JOB:
Copy out all the rows below word for word, leaving out the pictures.

****

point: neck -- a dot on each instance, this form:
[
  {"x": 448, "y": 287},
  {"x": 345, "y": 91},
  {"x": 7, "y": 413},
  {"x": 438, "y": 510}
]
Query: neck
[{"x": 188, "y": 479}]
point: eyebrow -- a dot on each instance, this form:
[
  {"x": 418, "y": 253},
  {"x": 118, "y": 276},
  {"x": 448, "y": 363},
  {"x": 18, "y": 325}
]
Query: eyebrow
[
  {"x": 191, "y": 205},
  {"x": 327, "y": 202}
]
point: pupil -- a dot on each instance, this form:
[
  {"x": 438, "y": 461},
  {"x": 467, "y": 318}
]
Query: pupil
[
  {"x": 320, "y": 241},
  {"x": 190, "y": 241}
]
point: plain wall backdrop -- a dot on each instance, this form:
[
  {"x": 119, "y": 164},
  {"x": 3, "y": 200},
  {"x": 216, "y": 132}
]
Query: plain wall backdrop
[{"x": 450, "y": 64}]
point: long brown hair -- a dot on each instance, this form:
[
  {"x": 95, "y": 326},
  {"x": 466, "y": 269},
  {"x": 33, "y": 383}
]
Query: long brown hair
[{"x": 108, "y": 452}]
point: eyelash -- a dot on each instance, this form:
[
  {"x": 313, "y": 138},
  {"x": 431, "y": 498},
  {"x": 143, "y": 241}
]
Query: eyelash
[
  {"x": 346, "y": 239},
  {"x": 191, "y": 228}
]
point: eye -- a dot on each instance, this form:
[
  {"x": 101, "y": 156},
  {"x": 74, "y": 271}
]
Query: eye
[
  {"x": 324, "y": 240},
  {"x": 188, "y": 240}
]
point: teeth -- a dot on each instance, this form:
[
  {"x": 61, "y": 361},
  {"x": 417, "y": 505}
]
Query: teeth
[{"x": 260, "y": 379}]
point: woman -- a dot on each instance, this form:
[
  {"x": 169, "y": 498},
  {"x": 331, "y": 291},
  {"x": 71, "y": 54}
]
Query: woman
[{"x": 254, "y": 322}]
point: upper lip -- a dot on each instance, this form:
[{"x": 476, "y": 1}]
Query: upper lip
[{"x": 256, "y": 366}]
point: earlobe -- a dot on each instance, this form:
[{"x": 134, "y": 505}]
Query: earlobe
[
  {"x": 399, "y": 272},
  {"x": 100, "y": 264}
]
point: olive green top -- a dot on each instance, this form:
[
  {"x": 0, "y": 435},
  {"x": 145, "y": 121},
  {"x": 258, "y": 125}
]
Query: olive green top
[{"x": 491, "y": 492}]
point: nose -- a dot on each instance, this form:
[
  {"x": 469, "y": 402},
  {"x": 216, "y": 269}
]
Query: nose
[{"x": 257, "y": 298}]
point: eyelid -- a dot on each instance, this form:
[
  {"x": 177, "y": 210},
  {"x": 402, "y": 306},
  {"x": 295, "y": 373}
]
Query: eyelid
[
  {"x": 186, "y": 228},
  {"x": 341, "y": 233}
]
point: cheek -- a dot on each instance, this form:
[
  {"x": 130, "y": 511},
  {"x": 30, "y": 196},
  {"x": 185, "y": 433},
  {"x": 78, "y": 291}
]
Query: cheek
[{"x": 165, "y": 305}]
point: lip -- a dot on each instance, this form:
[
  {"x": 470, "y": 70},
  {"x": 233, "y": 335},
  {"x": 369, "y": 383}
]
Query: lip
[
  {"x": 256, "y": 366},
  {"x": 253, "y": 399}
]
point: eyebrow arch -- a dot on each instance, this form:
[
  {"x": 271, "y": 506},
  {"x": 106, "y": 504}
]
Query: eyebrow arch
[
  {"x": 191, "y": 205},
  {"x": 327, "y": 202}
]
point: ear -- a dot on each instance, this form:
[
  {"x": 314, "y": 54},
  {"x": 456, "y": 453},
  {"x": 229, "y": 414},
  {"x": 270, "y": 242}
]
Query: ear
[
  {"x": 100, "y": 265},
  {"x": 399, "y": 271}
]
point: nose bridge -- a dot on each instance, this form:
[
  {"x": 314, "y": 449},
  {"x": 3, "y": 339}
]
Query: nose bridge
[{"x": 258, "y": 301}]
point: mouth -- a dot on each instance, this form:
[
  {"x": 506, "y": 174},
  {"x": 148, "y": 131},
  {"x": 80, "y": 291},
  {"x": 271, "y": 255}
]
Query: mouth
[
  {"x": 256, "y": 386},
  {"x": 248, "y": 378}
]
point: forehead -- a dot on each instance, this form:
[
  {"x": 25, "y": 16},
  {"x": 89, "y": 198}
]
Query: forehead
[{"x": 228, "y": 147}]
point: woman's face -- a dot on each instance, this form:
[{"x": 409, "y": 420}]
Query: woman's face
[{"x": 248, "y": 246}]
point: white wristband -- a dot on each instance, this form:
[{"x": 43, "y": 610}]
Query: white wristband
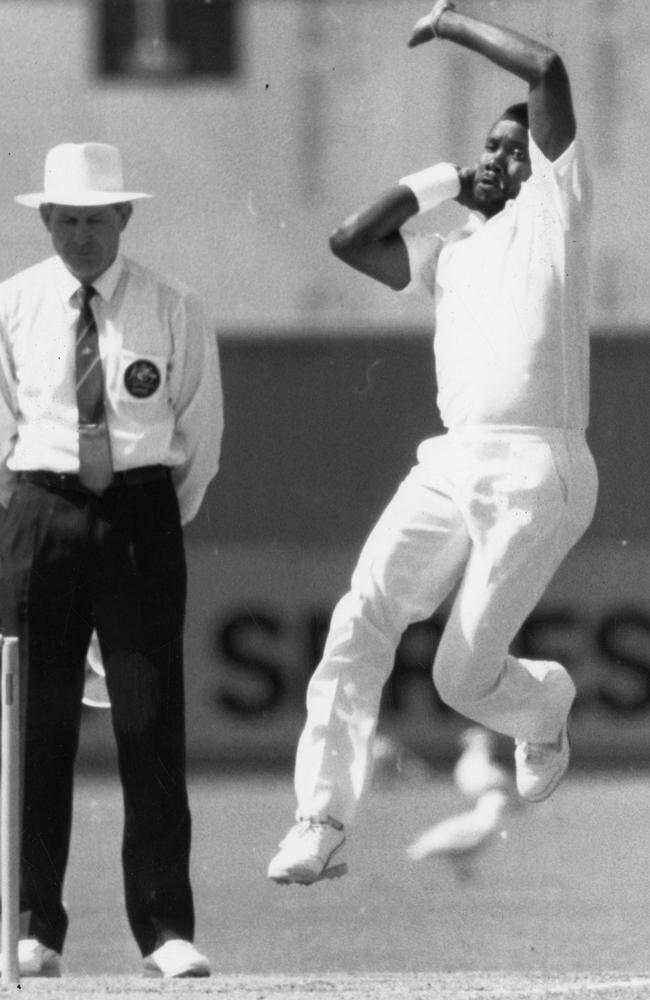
[{"x": 434, "y": 185}]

****

PROBLEM SOLUTION:
point: neck -- a dot on each instance, this form:
[
  {"x": 448, "y": 287},
  {"x": 345, "y": 91},
  {"x": 7, "y": 413},
  {"x": 438, "y": 510}
]
Query: neck
[{"x": 188, "y": 479}]
point: eyebrow -- a dot on each instance, this form:
[
  {"x": 418, "y": 253},
  {"x": 118, "y": 276},
  {"x": 448, "y": 363},
  {"x": 18, "y": 325}
]
Query: eyebrow
[
  {"x": 191, "y": 205},
  {"x": 327, "y": 202}
]
point: pupil -- a dot on each instance, this form:
[
  {"x": 438, "y": 461},
  {"x": 467, "y": 318}
]
Query: pupil
[
  {"x": 320, "y": 241},
  {"x": 190, "y": 241}
]
point: plain wall backdrop -- a dot on each instance, this form:
[
  {"x": 119, "y": 164},
  {"x": 3, "y": 200},
  {"x": 216, "y": 132}
]
Query: plain wall backdrop
[{"x": 450, "y": 64}]
point: long brown hair -- a dot on each instance, this form:
[
  {"x": 95, "y": 326},
  {"x": 466, "y": 269},
  {"x": 33, "y": 383}
]
Query: long brown hair
[{"x": 108, "y": 452}]
point: eyelash -- a dot on each instance, this form:
[
  {"x": 313, "y": 138},
  {"x": 431, "y": 498},
  {"x": 143, "y": 241}
]
Query: eyelash
[
  {"x": 346, "y": 239},
  {"x": 191, "y": 228}
]
point: eye -- a dot on each instance, this form:
[
  {"x": 101, "y": 156},
  {"x": 74, "y": 271}
]
Query: eye
[
  {"x": 324, "y": 240},
  {"x": 188, "y": 240}
]
point: teeth -- a dot on each instance, this form:
[
  {"x": 61, "y": 361},
  {"x": 417, "y": 505}
]
Query: teeth
[{"x": 260, "y": 379}]
point: woman -- a dot on each instance, this form:
[
  {"x": 169, "y": 498},
  {"x": 331, "y": 291},
  {"x": 71, "y": 54}
]
Query: woman
[{"x": 254, "y": 322}]
point: upper lip -- a dot on each instance, this form:
[{"x": 476, "y": 1}]
Query: upper lip
[{"x": 256, "y": 366}]
point: earlobe -- a dot on each instance, this form:
[{"x": 134, "y": 505}]
Query: earlobe
[
  {"x": 399, "y": 272},
  {"x": 100, "y": 264}
]
point: olive green top -- a dot on each instance, this form:
[
  {"x": 0, "y": 435},
  {"x": 145, "y": 121},
  {"x": 258, "y": 125}
]
Query: olive green top
[{"x": 491, "y": 492}]
point: nose -- a dot on each instance, this form:
[
  {"x": 469, "y": 402},
  {"x": 216, "y": 269}
]
Query: nose
[{"x": 257, "y": 298}]
point: eyelid -- a dot on each instance, this form:
[
  {"x": 177, "y": 210},
  {"x": 402, "y": 306},
  {"x": 295, "y": 373}
]
Query: eyelid
[
  {"x": 186, "y": 228},
  {"x": 341, "y": 233}
]
point: cheek -- a dot on each instance, this form:
[
  {"x": 130, "y": 511},
  {"x": 30, "y": 196},
  {"x": 185, "y": 433},
  {"x": 78, "y": 291}
]
Query: cheek
[{"x": 165, "y": 305}]
point: lip -- a dot on each instance, this form:
[
  {"x": 470, "y": 70},
  {"x": 233, "y": 335},
  {"x": 369, "y": 383}
]
Query: lip
[
  {"x": 256, "y": 366},
  {"x": 253, "y": 399}
]
point: eyebrow arch -- a dot on each instance, this form:
[
  {"x": 271, "y": 506},
  {"x": 106, "y": 504}
]
Query: eyebrow arch
[
  {"x": 191, "y": 205},
  {"x": 327, "y": 202}
]
point: ear -- a dot on each instance, this form:
[
  {"x": 314, "y": 54},
  {"x": 456, "y": 453},
  {"x": 229, "y": 414},
  {"x": 270, "y": 242}
]
Query: ear
[
  {"x": 100, "y": 265},
  {"x": 399, "y": 271}
]
point: nose bridge -- a dot on each instance, this form:
[
  {"x": 314, "y": 449},
  {"x": 3, "y": 339}
]
Query: nose bridge
[{"x": 258, "y": 301}]
point: mouth -- a dot on each instance, this form:
[
  {"x": 506, "y": 174},
  {"x": 148, "y": 131},
  {"x": 80, "y": 291},
  {"x": 271, "y": 255}
]
Query: mouth
[
  {"x": 256, "y": 386},
  {"x": 248, "y": 378}
]
point: forehead -- a dot on each instance, this form:
[
  {"x": 25, "y": 16},
  {"x": 89, "y": 198}
]
Query: forehead
[{"x": 228, "y": 147}]
point: woman's face -- a dot on each instance, this form:
[{"x": 409, "y": 420}]
Query: woman's face
[{"x": 248, "y": 246}]
point: white wristband -- a dot on each instance, this form:
[{"x": 43, "y": 610}]
Query: white wristband
[{"x": 434, "y": 185}]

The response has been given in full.